-------- Data lines

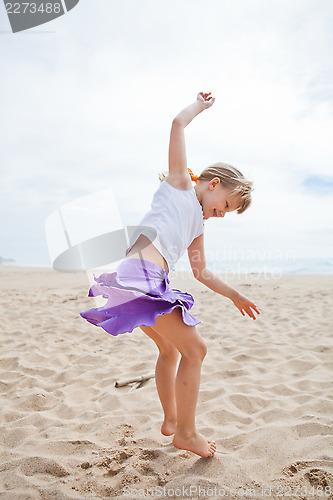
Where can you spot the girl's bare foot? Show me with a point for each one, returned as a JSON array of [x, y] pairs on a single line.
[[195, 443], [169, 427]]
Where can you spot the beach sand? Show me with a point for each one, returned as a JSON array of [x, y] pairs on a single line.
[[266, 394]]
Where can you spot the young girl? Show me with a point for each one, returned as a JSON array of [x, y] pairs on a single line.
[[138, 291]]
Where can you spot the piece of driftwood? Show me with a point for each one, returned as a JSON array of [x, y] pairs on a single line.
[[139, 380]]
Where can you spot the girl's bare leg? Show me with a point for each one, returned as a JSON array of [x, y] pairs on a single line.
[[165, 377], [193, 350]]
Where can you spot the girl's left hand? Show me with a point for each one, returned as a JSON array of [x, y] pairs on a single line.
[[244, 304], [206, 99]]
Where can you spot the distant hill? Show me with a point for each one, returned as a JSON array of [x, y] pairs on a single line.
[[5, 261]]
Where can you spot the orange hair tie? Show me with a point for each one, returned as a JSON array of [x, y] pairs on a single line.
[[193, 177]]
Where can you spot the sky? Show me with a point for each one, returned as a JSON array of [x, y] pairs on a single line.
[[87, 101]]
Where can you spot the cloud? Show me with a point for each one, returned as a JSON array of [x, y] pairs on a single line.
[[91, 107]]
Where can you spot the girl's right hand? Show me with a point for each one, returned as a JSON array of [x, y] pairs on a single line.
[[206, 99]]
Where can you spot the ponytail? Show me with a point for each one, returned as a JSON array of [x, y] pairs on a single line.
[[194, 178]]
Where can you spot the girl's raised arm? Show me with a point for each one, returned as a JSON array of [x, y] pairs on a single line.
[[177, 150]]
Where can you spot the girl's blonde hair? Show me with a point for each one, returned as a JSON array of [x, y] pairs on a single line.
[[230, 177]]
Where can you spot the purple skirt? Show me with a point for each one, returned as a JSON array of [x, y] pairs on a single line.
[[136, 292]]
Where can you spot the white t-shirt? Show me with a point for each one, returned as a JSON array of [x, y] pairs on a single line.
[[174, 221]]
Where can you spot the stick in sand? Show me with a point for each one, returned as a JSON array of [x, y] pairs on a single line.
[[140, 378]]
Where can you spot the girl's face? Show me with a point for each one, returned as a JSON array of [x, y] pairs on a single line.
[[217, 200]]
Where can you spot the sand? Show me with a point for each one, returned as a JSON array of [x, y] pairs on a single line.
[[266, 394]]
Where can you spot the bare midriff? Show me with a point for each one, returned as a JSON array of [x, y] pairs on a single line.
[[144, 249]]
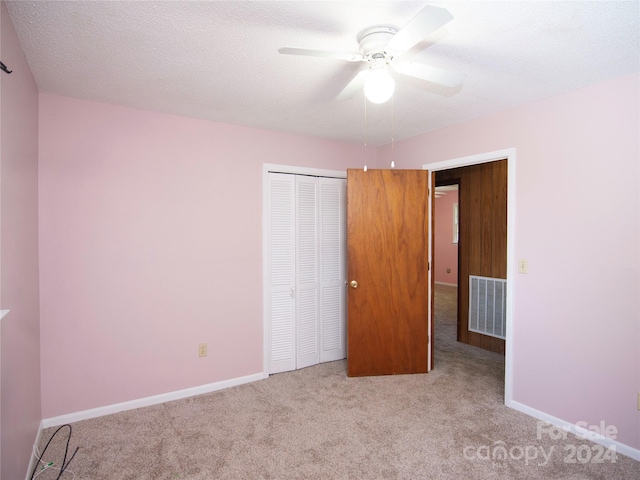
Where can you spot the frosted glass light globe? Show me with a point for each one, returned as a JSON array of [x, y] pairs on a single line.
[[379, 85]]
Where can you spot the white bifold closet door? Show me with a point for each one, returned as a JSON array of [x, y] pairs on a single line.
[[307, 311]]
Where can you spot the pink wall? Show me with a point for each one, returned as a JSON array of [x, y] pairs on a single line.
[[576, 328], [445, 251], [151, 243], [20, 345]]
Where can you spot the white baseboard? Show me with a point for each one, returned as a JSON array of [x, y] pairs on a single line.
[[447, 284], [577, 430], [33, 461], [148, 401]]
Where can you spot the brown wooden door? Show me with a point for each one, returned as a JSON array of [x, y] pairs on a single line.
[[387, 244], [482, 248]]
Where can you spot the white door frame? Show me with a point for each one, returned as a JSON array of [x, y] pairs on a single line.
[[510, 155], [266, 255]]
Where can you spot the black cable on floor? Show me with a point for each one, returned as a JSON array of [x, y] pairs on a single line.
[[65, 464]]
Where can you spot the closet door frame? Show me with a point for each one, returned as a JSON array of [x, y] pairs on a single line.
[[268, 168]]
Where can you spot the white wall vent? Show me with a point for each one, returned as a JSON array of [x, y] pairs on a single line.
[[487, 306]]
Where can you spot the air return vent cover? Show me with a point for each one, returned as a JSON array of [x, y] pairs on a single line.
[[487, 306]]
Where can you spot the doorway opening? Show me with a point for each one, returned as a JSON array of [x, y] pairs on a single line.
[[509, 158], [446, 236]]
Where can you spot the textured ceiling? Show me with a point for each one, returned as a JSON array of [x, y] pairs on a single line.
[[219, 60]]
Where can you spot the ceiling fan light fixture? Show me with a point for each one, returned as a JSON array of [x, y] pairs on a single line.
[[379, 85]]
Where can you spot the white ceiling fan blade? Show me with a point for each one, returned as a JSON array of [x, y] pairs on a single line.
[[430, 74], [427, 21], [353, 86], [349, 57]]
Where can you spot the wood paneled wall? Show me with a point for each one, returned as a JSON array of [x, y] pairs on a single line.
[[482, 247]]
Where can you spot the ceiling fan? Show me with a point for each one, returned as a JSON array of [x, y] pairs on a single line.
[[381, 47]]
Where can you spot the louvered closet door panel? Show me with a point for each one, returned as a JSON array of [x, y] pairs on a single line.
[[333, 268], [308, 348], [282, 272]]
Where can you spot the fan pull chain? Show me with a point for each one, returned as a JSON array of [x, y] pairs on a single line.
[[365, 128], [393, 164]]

----------------

What is being asked:
Write out every line of the records above as a numbered list, omitting blank lines and the pictures.

Worked answer:
1. Where can you spot the girl's bare foot? Show me with a point for each one, returned as a JSON array of [x, y] pairs on a single line.
2. [[195, 443], [169, 427]]
3. Where can you spot the beach sand? Show me with a point for each one, returned as a JSON array of [x, y] pairs on a single line.
4. [[266, 394]]
5. Where can you spot the young girl? Show me with a point for each one, returned as a JSON array of [x, y] pairs on a single line.
6. [[138, 291]]
7. Where can you spot the piece of driftwood? Show me with a point for each one, returned as a JSON array of [x, y] pairs on a single line.
8. [[139, 380]]
9. Where can you spot the girl's bare leg? Show me with a point for each one, returned as a JSON array of [x, y] pairs on a single line.
10. [[165, 377], [193, 350]]
11. Where can you spot the girl's left hand? Show me with a point for each one, returned as a JSON array of [x, y] pairs on a single line.
12. [[244, 304], [206, 99]]
13. Where can you spot the distant hill? Show me with a point for each one, returned as a JSON array of [x, y] pairs on a single line.
14. [[5, 261]]
15. Where can you spot the orange hair tie? Show me with a point for each one, returned as a JSON array of [x, y] pairs on a single line.
16. [[193, 177]]
17. Where can you spot the sky? Show me with a point for each one, returned as a JSON array of [x, y] pairs on a single line.
18. [[87, 101]]
19. Where can you spot the cloud? Show me with a point for each one, returned as a JSON array of [x, y] pairs on a single line.
20. [[91, 107]]
21. Where can you spot the girl's right hand? Show me with a point for each one, returned as a JSON array of [x, y] pairs on a single line.
22. [[206, 99]]
23. Where can you spot the ponytail? Show me with a point for each one, returned as a JSON array of [x, y] pairs on a single line.
24. [[194, 178]]
25. Where can you spot the girl's raised arm? Show me with a point for each one, returned as a JSON array of [x, y] pairs on a single line.
26. [[177, 150]]
27. Where can you spot the girl's blonde hair? Show me with a point for each one, returned as a JSON array of [x, y] pairs on a single line.
28. [[230, 177]]
29. Where can you spot the purple skirt? Show me with a point for each one, returned as a JSON array of [x, y] pairs on a single line.
30. [[136, 292]]
31. Where can you spot the white t-shirt? Show me with a point for each one, returned as a JSON array of [x, y] pairs on a single line.
32. [[174, 221]]
33. Where can you spot the stick in sand? Show me with a point for each one, returned as a JSON array of [x, y] pairs on a single line.
34. [[140, 378]]
35. Where can you spot the girl's face? Show me with a point for each one, returned as a JSON array of [x, y] pairs on a single line.
36. [[217, 200]]
37. Where can you spot the sand? Show me with a point for each one, returned as a JSON array of [x, y] pairs on a single line.
38. [[266, 394]]
39. Where can you spot the bare midriff? Show me with a point for each one, returned as a JSON array of [x, y] pairs on a single line.
40. [[144, 249]]
41. Where can you spot the frosted glass light globe? Show me with a point for each one, returned as a JSON array of [x, y] pairs on a single line.
42. [[379, 85]]
43. Where can you spot the white bifold closet door? Show me with a point for each one, returned as a JSON array of [x, y] pairs on a single line.
44. [[307, 311]]
45. Where can you spot the pink wall? Show me with a point for each one, returned as a JSON array of [x, y] pairs on a single line.
46. [[576, 328], [445, 251], [151, 243], [20, 345]]
47. Where can you spot the white baseboard? Show me with a point for each one, returned as a JSON array of [x, y] pairs on a single line.
48. [[447, 284], [577, 430], [33, 461], [148, 401]]
49. Where can you spot the brown wooden door? Show me with a point for each one, returned as a JSON array of [x, y] pairs on a single line.
50. [[387, 244], [482, 248]]
51. Where can you spot the white door frame? Show me with a point for each one, returned as a JSON array of [x, y] pairs on a single line.
52. [[510, 155], [266, 255]]
53. Where can you spot the black cable on floor? Show me with a point for each one, returned as a JSON array of [x, y] pairs on a single line.
54. [[65, 464]]
55. Where can you spot the closet door frame? Show me with a point for each one, returned as a JSON array of [x, y] pairs on a single line.
56. [[268, 168]]
57. Where can you spot the white wall vent? Show me with a point for each one, returned as a JSON array of [x, y] pairs on a single line.
58. [[487, 306]]
59. Where can you spot the air return vent cover? Show me with a point for each one, returned as a JSON array of [x, y] pairs on a single line.
60. [[487, 306]]
61. Where can you spot the doorway opening? Show me with a point for each one, returned as a JSON array of [x, y] pairs on a single line.
62. [[509, 158], [446, 236]]
63. Where can you spot the textured ceiling? Show me with a point for each one, returned as a JSON array of [x, y] pairs on a single line.
64. [[219, 60]]
65. Where can you spot the ceiling fan light fixture? Show me with a point for each one, returned as a JSON array of [x, y] pairs on a single line.
66. [[379, 85]]
67. Where can you spot the white ceiling fan blade? Show me with a point for each one, returned as a JSON array of [x, y] pairs on a single line.
68. [[430, 74], [427, 21], [353, 86], [349, 57]]
69. Where can you spot the wood paneled wall? Show me with a point for each one, returned as a JSON array of [x, y] pairs on a single line.
70. [[482, 247]]
71. Where can you spot the ceiling fan? Show me with a point for each one, returned as a JSON array of [x, y] pairs on a single line.
72. [[381, 47]]
73. Where can you spot the louvered closet door panel? Show me with a point for each one, returned as a JSON array of [x, y] pairs on a single line.
74. [[333, 268], [308, 348], [282, 272]]
75. Where can you spot the fan pull chain? Show me with a point for each one, returned as a JSON array of [x, y] pairs on a single line.
76. [[365, 128], [393, 164]]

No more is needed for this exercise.